Exercise goal:
Set down the records exactly as they stand, except for any pictures, which you should omit.

****************

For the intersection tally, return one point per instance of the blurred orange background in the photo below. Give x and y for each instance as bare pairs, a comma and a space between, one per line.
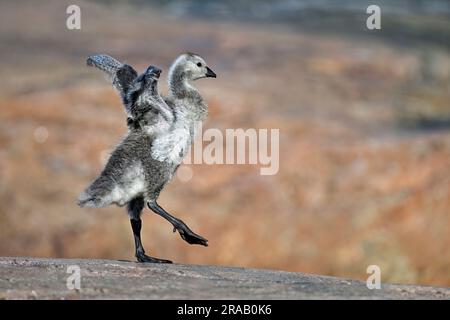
364, 121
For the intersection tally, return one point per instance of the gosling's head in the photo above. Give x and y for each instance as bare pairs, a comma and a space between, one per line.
190, 66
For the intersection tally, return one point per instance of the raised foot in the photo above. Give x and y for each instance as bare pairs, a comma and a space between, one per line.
141, 257
188, 235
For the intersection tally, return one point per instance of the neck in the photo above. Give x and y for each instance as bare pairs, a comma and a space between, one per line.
181, 89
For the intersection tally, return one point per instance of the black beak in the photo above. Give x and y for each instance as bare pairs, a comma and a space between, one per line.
210, 73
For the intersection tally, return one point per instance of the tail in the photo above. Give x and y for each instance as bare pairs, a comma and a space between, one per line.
105, 63
86, 199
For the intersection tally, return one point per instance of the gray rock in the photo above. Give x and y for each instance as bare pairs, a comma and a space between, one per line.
33, 278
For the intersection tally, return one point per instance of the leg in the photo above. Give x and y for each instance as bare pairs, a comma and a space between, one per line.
134, 208
187, 234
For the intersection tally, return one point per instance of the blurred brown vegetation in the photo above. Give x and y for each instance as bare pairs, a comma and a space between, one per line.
364, 144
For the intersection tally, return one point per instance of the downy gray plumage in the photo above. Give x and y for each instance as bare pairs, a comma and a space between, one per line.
160, 133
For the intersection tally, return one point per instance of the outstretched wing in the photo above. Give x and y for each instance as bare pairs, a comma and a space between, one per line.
121, 75
147, 109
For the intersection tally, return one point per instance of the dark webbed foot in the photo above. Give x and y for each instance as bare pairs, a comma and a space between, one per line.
142, 257
188, 235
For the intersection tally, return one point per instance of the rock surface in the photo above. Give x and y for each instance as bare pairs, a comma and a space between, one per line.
36, 278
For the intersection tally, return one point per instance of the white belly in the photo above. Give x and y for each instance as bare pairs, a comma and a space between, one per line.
172, 146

****************

Solved problem:
For the intersection tally, return one point per instance of the blurred orange background in the photo below. Give x and y for each instance as bare pairs, a comma and a space between, one per line.
364, 121
For the intersection tally, return one point per instance of the gosling's head in the photo above. Give x and y for each instance as bare pairs, a comma and a space between, one per line.
190, 66
For the intersection tally, return one point per instance of the raised foot in the photo above. Give x and y for each instance as bare pairs, a comma and a space between, one per line.
141, 257
188, 235
For the intersection tally, return one point per instance of the neck in the photo above. Give x and y for each instance as bare pairs, a comma and a space between, one per line.
181, 89
For the intersection tally, return one point per instance of the black beak in the photo above. Give x and y for each instance as bare pairs, a comma and a space between, one per line.
210, 73
For the intersection tally, return one point per instance of the tail in the photo above. Give x and y for each instance as bare pairs, a comma and a space between, one per line.
105, 63
86, 199
For the intersection tally, return one point per instance of the gray rock in the photo above. Give x and y for each instance as bare pairs, a comma and a space between, one per line.
33, 278
For the intersection tally, return one point per instance of the leg in the photo above. Give x and y for each instance as bare pairs, a comma and a space between, one per line.
134, 208
187, 234
For the intersection tally, return one point per instance of the blurred brown vegetation in the photo above. Give x and y for each instance as bare pairs, a comma and a space between, one per line.
364, 144
For the intersection tally, return one point per instance of the downy gray plumage in the photo above. Give x and y for each instance as bare pairs, a comma and a space between, one per line.
160, 133
For the intersection tally, return one point per instance of the outstretched wing in the photo above. Give x and y for each instance as bare pairs, a comma and a space between, one per line.
121, 75
147, 109
For the intersection tally, return one point per instance of the dark webbed foot in the photo above. Give x and y for each instance as bare pairs, a comma and a space between, one per line.
142, 257
188, 235
For the intersection tally, return one point per instance of the rock surface in the photo above. Give x and y for each instance as bare pairs, a comma and a space between, one per line.
36, 278
For the intersection tally, return one point per instance of the white belly in the photo above. Give x and y for each instance as bare pairs, a comma and a space between, one per line.
172, 146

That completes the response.